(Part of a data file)
** Start **

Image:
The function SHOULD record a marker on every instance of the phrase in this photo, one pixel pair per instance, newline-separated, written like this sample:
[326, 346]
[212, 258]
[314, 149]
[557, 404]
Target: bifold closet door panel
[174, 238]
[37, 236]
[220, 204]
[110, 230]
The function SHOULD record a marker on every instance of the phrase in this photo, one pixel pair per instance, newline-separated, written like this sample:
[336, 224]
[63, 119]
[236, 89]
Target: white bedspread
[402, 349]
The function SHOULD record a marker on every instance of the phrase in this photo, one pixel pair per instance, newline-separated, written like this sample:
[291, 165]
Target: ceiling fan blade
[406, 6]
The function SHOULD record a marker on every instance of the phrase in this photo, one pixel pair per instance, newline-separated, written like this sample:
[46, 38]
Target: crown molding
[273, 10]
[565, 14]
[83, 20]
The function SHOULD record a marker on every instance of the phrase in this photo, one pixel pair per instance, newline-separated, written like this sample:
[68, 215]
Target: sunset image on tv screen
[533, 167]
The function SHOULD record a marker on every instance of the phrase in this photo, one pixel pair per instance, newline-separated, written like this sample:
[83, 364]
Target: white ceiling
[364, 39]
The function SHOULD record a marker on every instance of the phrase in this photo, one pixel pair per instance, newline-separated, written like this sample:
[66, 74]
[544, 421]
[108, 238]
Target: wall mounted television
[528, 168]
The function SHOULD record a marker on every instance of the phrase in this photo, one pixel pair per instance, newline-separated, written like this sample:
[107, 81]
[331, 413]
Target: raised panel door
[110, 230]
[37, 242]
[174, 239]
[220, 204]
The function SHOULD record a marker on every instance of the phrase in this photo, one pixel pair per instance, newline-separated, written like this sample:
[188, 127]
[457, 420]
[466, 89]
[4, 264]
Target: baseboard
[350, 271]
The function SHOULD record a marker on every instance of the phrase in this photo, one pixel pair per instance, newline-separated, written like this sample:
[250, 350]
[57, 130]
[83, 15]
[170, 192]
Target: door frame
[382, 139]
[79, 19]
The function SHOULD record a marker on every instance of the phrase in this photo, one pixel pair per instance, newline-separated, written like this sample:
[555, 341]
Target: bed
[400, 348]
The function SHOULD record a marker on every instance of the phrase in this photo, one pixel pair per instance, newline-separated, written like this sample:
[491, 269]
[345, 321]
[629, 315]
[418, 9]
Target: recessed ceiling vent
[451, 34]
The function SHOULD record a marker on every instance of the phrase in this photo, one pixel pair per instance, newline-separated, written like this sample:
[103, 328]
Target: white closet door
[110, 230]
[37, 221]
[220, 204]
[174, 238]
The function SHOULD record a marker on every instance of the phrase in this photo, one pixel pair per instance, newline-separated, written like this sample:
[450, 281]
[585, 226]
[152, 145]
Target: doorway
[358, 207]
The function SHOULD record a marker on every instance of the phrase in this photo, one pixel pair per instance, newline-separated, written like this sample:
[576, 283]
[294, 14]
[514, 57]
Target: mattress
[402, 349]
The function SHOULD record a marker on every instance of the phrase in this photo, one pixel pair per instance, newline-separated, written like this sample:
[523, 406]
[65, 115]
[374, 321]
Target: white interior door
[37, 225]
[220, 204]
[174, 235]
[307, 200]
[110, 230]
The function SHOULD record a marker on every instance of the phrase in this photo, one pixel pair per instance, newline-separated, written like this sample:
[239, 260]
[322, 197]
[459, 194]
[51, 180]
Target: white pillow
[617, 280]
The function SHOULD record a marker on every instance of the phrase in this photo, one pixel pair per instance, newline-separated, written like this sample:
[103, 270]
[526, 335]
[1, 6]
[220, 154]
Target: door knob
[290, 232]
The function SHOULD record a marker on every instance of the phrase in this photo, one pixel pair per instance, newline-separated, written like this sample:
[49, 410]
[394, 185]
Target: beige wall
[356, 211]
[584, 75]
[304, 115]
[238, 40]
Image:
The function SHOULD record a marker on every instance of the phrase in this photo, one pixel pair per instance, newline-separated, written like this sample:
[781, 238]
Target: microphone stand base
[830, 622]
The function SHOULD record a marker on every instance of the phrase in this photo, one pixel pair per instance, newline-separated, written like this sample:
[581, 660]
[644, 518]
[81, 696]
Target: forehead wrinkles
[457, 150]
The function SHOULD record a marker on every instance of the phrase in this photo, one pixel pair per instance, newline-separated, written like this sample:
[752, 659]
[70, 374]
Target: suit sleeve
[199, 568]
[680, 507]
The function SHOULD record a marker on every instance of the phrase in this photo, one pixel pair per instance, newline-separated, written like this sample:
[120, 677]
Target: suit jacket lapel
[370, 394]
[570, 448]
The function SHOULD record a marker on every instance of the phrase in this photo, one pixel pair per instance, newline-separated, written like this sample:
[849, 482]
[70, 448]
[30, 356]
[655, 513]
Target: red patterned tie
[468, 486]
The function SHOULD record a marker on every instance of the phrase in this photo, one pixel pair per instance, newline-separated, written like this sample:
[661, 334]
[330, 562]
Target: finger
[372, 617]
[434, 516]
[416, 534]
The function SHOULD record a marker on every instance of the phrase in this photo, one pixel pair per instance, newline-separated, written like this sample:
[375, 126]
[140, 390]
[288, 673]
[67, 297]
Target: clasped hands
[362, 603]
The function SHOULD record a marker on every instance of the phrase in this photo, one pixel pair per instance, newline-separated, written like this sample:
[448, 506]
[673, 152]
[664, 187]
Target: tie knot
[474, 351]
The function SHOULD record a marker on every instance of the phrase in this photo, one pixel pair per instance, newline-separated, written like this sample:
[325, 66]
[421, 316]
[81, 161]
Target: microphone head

** End **

▶ _EXERCISE REQUIREMENTS_: List each line of the items above that contains the word "closet", copying every such line in full.

▶ _RESPONSE_:
Target: bifold closet door panel
Target: white closet door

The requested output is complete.